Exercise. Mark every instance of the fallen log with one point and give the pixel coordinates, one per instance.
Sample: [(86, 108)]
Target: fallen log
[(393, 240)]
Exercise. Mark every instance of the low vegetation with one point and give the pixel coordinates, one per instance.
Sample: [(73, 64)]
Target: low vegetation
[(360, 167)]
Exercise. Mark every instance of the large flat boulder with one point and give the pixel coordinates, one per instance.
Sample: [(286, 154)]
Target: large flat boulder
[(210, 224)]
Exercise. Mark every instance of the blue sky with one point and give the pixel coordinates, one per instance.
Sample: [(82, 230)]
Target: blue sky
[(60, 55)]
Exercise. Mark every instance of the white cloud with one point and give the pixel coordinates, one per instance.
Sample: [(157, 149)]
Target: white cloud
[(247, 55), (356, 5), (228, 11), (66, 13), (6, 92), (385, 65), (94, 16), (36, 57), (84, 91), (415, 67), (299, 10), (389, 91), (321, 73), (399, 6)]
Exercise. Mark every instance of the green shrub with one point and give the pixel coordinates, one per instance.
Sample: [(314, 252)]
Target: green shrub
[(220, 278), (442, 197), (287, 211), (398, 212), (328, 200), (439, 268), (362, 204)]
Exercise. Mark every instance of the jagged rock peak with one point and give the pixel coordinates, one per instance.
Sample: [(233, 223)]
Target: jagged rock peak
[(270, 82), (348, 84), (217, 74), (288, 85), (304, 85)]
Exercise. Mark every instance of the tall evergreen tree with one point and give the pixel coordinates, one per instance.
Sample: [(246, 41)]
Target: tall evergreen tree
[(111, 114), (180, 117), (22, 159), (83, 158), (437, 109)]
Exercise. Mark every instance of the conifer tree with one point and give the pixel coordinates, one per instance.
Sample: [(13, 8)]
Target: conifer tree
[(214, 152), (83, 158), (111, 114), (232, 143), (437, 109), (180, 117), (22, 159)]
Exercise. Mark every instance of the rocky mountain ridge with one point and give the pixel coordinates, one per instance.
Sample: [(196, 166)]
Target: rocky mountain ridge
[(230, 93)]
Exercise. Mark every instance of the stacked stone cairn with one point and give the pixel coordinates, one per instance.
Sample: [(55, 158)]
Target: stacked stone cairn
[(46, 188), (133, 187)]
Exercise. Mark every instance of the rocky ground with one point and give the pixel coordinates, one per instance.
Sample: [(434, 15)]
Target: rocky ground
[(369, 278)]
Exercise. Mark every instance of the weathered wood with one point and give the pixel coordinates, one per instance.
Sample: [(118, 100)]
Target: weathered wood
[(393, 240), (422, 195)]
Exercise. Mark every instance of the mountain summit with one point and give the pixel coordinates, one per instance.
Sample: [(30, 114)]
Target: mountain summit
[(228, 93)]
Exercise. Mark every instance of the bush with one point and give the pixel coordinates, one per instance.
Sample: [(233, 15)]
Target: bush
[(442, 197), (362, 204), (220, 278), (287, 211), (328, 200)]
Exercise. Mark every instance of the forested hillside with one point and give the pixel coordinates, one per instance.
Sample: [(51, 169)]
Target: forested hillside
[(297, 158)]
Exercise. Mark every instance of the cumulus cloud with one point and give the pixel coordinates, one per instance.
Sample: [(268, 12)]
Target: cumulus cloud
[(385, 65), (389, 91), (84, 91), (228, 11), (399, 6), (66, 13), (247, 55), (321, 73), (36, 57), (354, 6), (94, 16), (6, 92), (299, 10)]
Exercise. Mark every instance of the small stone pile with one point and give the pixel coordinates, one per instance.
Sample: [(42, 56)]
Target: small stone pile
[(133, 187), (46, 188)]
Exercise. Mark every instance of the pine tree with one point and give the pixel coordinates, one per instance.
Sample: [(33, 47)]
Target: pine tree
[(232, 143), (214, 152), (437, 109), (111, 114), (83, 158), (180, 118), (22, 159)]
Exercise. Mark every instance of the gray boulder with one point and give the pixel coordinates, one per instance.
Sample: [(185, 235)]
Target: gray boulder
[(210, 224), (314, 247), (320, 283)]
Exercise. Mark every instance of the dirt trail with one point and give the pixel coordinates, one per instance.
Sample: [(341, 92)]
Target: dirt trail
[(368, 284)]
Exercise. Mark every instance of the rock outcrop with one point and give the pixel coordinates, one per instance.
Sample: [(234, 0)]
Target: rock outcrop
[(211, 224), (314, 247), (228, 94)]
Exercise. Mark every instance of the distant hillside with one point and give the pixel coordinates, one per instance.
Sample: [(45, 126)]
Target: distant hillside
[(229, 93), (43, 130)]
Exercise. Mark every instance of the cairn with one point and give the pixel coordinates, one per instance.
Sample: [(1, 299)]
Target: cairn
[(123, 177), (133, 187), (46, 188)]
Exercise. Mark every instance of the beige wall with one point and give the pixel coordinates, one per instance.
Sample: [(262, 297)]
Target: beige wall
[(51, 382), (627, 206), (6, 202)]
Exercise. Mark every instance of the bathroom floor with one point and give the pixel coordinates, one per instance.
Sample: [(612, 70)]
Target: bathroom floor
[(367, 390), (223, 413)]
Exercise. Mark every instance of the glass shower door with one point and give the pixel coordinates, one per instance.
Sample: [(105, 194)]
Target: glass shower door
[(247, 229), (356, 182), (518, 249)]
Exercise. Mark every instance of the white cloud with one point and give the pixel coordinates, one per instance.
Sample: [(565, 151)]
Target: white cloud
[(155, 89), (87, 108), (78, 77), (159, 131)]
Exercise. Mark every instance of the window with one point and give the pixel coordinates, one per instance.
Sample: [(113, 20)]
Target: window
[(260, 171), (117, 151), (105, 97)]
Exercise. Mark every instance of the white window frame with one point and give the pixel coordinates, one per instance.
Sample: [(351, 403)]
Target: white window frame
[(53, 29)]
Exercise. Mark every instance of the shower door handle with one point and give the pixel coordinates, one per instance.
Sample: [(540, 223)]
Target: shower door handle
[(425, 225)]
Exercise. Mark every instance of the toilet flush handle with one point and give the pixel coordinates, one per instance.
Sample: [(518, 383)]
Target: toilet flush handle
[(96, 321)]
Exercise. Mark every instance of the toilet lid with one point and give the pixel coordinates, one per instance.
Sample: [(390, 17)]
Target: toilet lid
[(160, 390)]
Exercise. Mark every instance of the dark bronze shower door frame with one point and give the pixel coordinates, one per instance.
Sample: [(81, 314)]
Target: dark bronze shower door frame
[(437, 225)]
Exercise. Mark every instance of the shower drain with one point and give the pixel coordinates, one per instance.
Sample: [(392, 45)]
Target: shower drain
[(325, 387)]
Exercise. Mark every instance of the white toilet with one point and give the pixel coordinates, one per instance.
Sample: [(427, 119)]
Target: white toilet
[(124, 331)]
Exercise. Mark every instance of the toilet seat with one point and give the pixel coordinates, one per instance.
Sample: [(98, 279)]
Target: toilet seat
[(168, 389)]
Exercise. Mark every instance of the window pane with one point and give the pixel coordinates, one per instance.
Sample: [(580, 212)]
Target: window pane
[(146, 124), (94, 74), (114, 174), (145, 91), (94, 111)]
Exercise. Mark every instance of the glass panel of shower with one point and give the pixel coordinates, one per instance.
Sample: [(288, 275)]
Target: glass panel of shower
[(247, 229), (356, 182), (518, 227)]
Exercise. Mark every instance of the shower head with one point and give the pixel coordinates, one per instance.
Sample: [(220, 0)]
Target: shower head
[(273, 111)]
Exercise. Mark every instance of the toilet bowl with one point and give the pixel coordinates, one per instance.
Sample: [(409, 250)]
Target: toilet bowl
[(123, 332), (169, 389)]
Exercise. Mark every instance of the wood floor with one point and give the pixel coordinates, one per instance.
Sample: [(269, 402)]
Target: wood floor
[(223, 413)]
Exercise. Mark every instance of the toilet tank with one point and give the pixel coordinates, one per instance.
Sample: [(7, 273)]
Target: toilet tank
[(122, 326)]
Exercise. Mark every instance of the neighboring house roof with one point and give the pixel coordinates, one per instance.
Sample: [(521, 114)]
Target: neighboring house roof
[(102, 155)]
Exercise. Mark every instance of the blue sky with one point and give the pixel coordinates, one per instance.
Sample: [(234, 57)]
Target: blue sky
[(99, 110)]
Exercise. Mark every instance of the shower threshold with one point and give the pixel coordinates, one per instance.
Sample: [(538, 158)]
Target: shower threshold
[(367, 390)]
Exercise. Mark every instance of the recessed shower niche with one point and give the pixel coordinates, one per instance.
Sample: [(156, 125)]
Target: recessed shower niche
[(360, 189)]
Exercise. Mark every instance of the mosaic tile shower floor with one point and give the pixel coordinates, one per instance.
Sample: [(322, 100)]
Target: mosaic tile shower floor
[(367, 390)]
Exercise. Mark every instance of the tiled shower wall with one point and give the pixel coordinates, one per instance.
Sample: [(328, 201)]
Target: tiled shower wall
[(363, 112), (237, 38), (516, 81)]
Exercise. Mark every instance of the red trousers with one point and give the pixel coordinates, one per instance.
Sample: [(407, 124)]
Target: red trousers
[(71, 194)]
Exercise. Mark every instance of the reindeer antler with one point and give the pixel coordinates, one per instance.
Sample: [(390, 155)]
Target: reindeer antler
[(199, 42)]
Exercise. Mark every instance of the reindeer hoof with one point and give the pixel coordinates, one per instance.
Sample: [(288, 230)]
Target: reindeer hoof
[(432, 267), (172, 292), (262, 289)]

Short exercise:
Set out exactly the run of lines that begins at the line holding "Exercise. Mark every instance of the red" and ends at the last line of the data.

Exercise solution:
Exercise. Mark every instance of the red trousers with one point and give the pixel coordinates, one per instance.
Sample: [(407, 124)]
Target: red trousers
[(71, 194)]
Exercise. Mark every instance of the reindeer antler with one point and give the pixel coordinates, one per instance.
Sample: [(390, 155)]
Target: reindeer antler
[(199, 42)]
Exercise. Mark every instance of the reindeer hoof with one point and give the pixel coordinates, one per instance.
Sample: [(288, 230)]
Target: reindeer hoof
[(432, 267), (172, 292), (262, 289)]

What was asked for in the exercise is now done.